▸ Coordinate annotation records
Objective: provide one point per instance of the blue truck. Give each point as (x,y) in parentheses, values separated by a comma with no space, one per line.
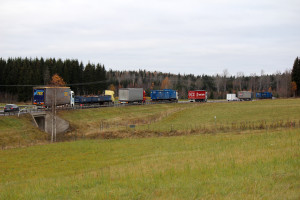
(164,95)
(98,99)
(48,96)
(264,95)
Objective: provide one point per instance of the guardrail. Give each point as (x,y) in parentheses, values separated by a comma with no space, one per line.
(34,109)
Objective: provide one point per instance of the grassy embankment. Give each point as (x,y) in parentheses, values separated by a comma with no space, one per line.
(256,164)
(19,131)
(260,165)
(187,118)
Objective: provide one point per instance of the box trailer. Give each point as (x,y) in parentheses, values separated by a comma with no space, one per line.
(264,95)
(131,95)
(48,96)
(245,95)
(164,95)
(197,96)
(231,97)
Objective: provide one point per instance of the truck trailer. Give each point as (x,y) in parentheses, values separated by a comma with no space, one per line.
(48,96)
(167,95)
(231,97)
(197,96)
(245,95)
(131,95)
(264,95)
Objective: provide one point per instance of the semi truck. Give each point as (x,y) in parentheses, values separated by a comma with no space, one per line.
(49,96)
(45,96)
(264,95)
(197,96)
(166,95)
(231,97)
(132,95)
(245,95)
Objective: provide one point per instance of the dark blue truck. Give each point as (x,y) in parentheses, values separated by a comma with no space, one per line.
(264,95)
(48,96)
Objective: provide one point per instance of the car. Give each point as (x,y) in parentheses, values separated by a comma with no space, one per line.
(11,108)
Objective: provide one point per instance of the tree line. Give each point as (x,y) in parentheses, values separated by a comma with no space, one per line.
(26,72)
(91,79)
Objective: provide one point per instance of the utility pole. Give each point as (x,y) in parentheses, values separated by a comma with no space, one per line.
(55,113)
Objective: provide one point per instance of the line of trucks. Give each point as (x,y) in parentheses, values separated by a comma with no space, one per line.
(50,96)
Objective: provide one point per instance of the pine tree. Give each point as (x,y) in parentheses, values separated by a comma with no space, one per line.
(296,74)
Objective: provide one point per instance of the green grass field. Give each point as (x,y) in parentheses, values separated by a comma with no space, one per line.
(19,131)
(245,161)
(183,117)
(260,165)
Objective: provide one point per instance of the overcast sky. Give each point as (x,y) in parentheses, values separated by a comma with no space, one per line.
(187,36)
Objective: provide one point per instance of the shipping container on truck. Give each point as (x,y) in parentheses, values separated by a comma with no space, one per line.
(231,97)
(197,96)
(48,96)
(264,95)
(245,95)
(131,95)
(95,100)
(167,95)
(111,93)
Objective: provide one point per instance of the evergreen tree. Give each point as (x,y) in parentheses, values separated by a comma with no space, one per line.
(296,74)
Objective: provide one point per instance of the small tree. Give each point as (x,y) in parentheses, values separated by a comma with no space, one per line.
(57,81)
(112,87)
(294,88)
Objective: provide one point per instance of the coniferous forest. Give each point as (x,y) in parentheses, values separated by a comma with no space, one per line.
(19,75)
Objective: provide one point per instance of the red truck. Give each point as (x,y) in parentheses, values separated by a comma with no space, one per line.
(197,96)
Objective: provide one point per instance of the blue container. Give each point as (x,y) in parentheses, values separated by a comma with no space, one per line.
(101,99)
(166,94)
(82,100)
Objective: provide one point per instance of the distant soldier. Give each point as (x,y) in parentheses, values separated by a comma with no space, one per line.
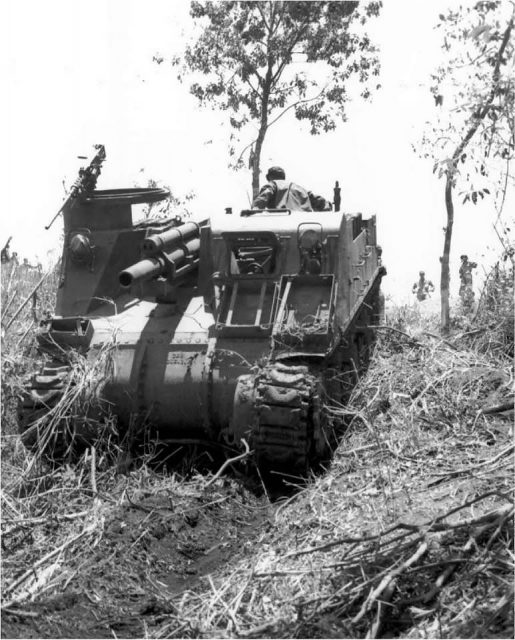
(280,193)
(466,282)
(5,254)
(423,288)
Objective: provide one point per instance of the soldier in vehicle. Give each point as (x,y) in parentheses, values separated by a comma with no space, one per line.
(423,288)
(466,291)
(280,193)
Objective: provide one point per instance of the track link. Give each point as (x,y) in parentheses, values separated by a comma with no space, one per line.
(287,431)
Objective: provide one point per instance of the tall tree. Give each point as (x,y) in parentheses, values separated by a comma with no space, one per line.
(259,60)
(473,137)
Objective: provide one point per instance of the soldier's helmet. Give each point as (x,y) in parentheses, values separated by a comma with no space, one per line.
(276,173)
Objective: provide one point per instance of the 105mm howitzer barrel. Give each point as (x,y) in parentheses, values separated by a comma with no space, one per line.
(172,253)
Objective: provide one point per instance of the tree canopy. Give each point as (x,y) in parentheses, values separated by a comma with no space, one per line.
(258,60)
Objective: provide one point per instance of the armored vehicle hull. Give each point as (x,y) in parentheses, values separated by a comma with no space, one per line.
(239,331)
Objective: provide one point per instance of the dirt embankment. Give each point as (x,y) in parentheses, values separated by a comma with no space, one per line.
(408,534)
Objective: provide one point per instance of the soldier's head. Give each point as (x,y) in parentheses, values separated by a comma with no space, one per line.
(276,173)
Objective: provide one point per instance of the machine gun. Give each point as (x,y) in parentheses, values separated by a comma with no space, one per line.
(172,254)
(86,180)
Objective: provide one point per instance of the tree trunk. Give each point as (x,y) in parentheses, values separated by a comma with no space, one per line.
(263,126)
(450,180)
(257,160)
(445,259)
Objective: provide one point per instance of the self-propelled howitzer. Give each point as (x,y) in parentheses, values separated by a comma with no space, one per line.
(223,330)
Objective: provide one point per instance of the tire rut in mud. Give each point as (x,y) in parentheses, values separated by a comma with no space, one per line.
(152,548)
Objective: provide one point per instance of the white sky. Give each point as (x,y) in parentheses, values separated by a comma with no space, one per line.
(78,73)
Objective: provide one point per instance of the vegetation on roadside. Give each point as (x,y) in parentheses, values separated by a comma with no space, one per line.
(408,533)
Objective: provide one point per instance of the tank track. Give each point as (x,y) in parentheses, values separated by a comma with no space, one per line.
(288,423)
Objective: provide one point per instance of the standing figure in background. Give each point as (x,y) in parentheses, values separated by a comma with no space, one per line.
(423,288)
(466,282)
(5,254)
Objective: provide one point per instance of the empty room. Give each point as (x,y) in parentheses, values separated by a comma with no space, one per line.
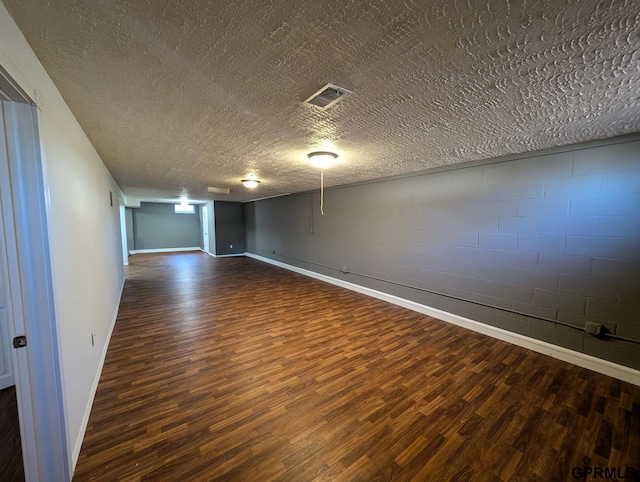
(319,241)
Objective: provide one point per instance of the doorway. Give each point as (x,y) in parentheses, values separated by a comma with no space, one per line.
(28,293)
(205,228)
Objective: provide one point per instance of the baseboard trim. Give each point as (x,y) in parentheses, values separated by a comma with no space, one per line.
(94,386)
(583,360)
(164,250)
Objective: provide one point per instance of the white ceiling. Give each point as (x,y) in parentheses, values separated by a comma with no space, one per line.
(184,94)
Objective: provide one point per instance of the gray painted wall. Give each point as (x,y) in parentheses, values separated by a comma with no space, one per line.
(131,245)
(157,226)
(552,234)
(229,228)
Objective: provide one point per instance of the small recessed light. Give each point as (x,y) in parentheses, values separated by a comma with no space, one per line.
(322,159)
(250,183)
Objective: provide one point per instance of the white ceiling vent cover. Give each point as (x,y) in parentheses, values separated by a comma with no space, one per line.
(327,96)
(219,190)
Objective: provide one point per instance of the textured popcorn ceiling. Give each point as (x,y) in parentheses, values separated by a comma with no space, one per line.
(178,95)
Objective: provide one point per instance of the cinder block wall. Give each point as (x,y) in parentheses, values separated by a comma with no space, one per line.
(547,236)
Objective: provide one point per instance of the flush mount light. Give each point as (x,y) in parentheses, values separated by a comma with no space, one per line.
(322,159)
(250,183)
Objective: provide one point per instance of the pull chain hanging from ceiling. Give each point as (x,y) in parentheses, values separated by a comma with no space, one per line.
(322,159)
(322,192)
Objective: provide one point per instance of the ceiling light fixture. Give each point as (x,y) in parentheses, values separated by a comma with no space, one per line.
(322,159)
(250,183)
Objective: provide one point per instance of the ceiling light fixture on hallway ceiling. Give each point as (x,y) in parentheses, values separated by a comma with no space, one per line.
(322,159)
(219,190)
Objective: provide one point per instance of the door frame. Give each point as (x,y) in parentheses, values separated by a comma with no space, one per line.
(206,246)
(30,301)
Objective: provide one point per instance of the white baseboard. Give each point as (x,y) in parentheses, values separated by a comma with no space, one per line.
(94,387)
(164,250)
(583,360)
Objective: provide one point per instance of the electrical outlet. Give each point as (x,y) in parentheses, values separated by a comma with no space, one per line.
(593,328)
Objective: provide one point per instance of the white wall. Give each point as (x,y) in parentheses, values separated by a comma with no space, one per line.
(85,238)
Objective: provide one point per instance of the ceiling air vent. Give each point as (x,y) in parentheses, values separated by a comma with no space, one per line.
(327,96)
(219,190)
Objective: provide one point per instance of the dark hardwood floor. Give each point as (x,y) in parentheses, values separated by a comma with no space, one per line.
(11,465)
(231,369)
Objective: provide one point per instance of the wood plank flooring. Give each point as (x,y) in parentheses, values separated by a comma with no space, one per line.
(231,369)
(11,465)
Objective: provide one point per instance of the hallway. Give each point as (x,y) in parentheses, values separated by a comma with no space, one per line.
(231,369)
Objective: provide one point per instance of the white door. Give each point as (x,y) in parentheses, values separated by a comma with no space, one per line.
(6,365)
(205,227)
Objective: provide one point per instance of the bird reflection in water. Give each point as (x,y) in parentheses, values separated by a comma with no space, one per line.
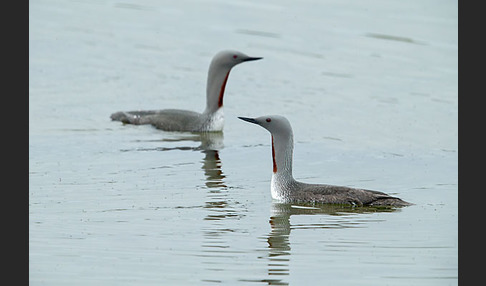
(279,247)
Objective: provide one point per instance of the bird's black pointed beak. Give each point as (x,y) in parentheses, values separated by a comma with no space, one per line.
(252,120)
(252,59)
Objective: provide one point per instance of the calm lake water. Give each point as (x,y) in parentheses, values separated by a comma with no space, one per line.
(370,88)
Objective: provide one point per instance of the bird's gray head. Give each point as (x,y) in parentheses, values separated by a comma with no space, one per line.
(275,124)
(229,58)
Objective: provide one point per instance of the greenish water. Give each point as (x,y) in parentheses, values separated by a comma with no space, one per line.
(371,92)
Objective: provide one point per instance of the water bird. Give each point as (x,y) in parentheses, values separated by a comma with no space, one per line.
(286,189)
(211,119)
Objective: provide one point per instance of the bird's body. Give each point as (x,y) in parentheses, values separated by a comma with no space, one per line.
(211,119)
(285,188)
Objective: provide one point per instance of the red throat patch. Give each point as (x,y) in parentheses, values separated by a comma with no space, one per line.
(221,92)
(273,157)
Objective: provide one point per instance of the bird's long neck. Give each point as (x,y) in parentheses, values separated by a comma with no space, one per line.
(217,78)
(282,152)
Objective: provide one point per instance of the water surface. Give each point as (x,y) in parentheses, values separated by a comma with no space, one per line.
(371,92)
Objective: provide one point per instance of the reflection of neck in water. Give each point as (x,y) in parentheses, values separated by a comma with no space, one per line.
(212,169)
(279,248)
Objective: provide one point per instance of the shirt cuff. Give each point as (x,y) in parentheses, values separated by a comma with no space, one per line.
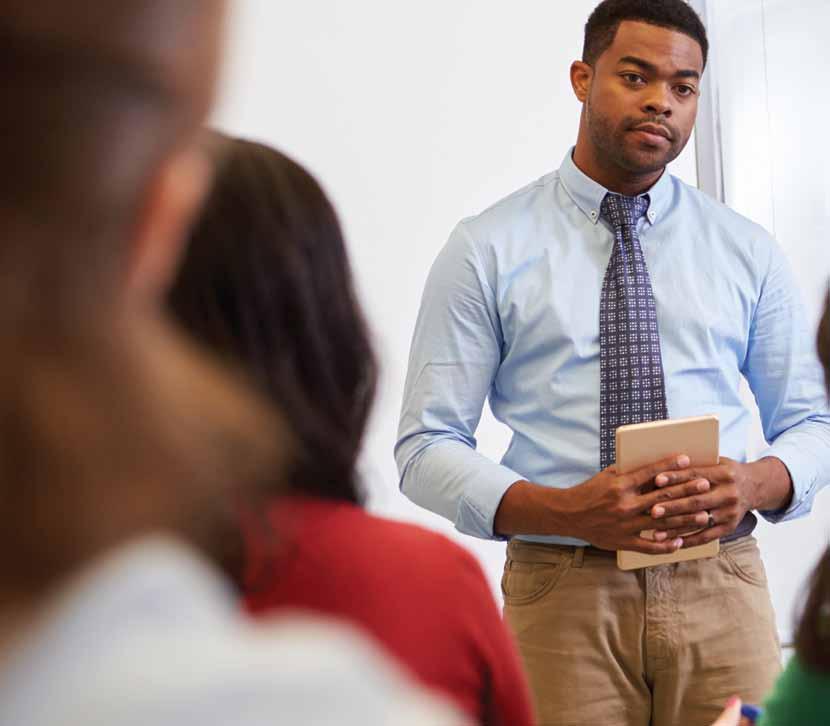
(478,505)
(803,476)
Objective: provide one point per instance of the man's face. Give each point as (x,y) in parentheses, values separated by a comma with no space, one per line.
(642,103)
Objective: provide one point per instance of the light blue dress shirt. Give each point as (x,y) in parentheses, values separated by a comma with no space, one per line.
(511,311)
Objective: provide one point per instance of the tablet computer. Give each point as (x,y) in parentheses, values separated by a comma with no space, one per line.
(641,444)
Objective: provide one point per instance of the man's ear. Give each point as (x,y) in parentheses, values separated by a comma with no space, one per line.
(582,75)
(173,200)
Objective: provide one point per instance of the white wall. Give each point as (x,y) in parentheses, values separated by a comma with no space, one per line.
(412,115)
(769,70)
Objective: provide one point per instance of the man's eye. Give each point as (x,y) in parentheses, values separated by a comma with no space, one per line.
(633,78)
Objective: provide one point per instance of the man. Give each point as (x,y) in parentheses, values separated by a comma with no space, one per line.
(604,294)
(121,446)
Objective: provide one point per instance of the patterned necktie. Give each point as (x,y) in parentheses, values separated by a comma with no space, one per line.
(632,389)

▸ WHAT IS ASKED
Return, word for word, every line from the line with "Objective: provide one point per instance of the man's eye." to the final line of the data.

▸ THE REPLY
Objective: provide one point per instance of the man's eye. Give each point as (x,y) in parentheses, values separated by a comma with no space, one per line.
(633,78)
Objective: provide one point per instance of the man. Give each point as (x,y) in parentheses, values separated by a comma with no space, one per line.
(604,294)
(121,446)
Objective: provide one point per instance of the patterned necktie. Give each point as (x,y) in parentheses, values separated by a comma with no space, one per line.
(632,389)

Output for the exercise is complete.